Directions for this task: Please work out how many lines in the records below include the word "segment", and reply with that number only.

Recorded data:
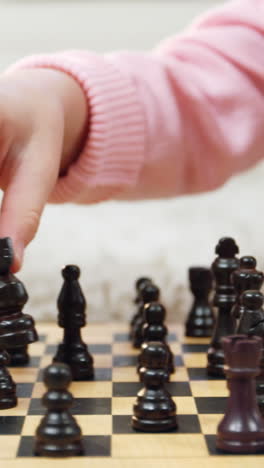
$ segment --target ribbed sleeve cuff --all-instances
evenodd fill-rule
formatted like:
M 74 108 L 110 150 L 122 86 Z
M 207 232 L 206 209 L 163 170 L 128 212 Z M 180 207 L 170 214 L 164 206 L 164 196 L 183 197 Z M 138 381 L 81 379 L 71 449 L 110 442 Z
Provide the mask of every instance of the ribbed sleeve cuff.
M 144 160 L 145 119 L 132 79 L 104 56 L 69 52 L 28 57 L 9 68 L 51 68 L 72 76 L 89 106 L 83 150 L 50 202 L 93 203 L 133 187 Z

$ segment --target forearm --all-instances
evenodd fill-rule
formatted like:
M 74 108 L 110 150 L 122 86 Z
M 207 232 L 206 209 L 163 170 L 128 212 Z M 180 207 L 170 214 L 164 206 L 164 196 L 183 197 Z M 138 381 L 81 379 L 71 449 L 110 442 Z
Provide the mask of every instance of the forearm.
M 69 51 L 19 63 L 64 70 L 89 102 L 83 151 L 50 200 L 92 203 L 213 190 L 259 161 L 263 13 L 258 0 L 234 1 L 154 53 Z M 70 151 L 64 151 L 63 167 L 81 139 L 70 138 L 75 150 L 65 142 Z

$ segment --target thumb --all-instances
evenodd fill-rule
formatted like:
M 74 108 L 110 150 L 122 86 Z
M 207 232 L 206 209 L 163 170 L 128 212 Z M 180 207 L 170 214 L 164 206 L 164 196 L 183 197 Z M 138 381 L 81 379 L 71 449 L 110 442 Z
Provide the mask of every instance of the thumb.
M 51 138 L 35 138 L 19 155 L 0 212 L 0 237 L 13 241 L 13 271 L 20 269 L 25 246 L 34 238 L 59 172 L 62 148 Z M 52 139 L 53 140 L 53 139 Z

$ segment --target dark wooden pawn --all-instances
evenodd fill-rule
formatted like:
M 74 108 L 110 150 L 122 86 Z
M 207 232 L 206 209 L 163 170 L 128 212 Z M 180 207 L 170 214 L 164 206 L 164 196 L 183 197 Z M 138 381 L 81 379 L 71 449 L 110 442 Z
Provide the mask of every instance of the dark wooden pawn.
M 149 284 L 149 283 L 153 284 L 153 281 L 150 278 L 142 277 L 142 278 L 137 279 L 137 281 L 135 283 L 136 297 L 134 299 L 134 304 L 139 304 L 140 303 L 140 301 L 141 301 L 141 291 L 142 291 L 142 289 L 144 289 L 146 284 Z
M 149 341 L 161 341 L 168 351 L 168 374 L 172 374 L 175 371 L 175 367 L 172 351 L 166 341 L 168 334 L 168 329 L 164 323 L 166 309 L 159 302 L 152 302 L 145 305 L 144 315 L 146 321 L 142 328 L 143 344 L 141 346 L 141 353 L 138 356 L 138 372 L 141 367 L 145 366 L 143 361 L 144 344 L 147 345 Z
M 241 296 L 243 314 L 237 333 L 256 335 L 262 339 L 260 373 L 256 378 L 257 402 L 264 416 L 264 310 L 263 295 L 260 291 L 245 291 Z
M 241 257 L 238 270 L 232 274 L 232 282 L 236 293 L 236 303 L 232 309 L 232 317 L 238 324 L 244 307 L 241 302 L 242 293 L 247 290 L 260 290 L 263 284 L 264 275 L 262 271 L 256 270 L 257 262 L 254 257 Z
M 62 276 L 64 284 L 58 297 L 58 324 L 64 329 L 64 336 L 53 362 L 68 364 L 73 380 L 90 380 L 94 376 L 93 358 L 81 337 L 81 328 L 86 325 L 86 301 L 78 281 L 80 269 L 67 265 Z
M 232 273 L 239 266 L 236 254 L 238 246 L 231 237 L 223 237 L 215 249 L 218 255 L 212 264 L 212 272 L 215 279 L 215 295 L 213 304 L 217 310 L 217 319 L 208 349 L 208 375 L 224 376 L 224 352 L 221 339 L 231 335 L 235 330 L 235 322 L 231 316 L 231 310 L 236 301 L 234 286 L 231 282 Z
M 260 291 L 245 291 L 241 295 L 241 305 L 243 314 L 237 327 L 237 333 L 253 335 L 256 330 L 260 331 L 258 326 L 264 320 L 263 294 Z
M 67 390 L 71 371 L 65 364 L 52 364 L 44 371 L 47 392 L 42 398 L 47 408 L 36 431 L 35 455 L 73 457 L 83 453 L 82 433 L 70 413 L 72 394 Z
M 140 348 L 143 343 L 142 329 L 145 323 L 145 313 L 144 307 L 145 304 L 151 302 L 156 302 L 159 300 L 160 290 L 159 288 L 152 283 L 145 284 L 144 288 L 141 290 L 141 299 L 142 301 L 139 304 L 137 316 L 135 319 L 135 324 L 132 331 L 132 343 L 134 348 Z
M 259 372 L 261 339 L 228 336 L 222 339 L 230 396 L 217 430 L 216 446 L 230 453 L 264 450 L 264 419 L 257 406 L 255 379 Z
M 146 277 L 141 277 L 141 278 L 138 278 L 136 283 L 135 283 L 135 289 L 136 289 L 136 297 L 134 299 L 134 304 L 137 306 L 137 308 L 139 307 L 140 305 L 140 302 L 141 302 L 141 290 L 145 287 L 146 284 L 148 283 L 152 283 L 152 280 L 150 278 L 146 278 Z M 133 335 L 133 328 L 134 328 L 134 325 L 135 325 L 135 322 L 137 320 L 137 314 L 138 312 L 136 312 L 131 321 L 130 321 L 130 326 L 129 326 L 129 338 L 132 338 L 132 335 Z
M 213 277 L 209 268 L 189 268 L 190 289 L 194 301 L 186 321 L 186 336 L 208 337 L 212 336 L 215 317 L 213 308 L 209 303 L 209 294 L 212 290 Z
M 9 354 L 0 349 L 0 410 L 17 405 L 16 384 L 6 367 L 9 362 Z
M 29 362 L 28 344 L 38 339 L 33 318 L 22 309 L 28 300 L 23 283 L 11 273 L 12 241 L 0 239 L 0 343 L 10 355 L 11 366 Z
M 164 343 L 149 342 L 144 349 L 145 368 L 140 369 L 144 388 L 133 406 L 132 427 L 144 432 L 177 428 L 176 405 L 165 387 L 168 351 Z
...
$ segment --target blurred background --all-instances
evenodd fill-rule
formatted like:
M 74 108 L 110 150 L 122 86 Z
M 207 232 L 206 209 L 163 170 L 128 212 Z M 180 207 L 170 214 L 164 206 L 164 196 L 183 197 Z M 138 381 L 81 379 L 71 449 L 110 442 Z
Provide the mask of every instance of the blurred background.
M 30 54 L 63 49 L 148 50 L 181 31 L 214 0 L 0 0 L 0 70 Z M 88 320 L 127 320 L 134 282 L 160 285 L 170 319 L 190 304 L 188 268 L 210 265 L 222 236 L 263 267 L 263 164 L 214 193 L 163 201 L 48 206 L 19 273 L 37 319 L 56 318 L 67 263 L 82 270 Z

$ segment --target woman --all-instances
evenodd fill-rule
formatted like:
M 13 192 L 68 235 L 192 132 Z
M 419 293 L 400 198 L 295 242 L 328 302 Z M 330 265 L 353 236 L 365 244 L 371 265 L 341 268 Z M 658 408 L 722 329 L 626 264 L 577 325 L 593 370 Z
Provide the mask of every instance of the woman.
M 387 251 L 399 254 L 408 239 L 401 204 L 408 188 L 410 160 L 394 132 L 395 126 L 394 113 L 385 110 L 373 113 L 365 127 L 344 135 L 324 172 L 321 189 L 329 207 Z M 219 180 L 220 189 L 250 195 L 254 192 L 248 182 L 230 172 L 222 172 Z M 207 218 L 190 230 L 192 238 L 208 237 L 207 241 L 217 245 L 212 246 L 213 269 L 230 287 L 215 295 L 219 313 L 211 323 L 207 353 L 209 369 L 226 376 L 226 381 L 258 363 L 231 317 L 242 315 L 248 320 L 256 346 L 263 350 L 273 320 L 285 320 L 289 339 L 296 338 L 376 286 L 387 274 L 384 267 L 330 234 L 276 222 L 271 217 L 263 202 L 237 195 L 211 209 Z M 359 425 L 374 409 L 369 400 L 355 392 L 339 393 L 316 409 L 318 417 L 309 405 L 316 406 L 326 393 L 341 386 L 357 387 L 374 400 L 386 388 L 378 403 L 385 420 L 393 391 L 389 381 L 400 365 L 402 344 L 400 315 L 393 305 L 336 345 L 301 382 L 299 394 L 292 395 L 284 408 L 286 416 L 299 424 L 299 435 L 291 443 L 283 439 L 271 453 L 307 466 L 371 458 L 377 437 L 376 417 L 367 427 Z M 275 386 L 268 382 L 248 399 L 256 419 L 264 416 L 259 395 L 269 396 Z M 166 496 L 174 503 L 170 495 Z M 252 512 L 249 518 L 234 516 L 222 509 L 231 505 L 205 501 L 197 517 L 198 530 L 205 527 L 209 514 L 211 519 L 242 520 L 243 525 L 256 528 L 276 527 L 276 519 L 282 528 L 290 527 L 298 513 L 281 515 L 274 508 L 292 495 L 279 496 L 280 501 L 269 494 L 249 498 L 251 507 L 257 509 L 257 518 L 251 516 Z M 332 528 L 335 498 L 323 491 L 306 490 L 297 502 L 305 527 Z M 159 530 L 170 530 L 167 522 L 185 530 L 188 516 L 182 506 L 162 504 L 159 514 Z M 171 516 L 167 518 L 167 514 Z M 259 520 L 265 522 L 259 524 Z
==
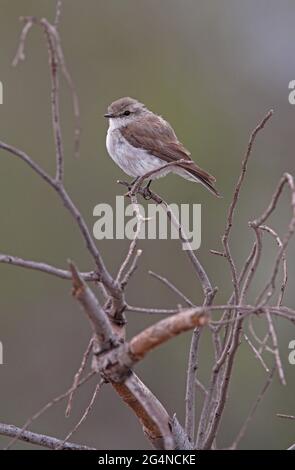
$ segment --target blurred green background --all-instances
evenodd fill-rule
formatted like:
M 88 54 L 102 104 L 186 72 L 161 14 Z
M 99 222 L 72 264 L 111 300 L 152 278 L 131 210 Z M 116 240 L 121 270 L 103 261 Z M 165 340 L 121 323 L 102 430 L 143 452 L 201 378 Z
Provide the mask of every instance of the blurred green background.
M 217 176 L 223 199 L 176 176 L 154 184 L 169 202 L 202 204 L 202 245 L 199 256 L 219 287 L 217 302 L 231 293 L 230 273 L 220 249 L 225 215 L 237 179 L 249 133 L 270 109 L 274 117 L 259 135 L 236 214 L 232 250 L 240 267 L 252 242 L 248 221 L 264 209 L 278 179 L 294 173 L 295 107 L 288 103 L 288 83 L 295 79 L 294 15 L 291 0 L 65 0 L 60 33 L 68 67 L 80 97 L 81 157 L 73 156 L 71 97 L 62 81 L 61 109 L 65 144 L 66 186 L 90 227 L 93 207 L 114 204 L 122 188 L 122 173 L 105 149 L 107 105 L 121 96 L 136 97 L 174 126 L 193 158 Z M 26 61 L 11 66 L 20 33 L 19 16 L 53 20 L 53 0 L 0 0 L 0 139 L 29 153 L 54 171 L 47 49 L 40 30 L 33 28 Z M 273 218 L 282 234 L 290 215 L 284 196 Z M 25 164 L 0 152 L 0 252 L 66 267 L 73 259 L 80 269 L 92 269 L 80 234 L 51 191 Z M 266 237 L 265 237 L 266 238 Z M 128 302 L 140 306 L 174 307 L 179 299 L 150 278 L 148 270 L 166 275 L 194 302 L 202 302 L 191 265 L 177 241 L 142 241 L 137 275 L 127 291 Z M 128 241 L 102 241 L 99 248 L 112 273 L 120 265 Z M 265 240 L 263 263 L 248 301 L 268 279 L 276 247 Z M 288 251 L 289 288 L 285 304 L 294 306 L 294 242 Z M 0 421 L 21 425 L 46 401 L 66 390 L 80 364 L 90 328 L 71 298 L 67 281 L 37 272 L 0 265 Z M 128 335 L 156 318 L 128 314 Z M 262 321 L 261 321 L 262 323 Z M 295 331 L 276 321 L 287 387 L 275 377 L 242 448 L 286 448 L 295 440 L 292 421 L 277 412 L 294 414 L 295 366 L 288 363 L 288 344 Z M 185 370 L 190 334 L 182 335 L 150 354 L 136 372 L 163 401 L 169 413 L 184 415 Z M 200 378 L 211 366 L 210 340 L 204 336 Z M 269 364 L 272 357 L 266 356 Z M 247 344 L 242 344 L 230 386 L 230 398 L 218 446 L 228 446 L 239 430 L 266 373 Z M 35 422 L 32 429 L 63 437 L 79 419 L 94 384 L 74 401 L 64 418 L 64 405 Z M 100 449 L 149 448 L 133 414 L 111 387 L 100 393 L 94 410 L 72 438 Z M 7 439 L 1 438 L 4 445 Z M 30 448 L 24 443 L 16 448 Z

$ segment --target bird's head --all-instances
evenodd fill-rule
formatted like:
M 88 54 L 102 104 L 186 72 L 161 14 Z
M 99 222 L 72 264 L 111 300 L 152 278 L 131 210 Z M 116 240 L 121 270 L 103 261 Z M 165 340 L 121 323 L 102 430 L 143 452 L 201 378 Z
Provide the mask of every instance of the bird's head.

Output: 8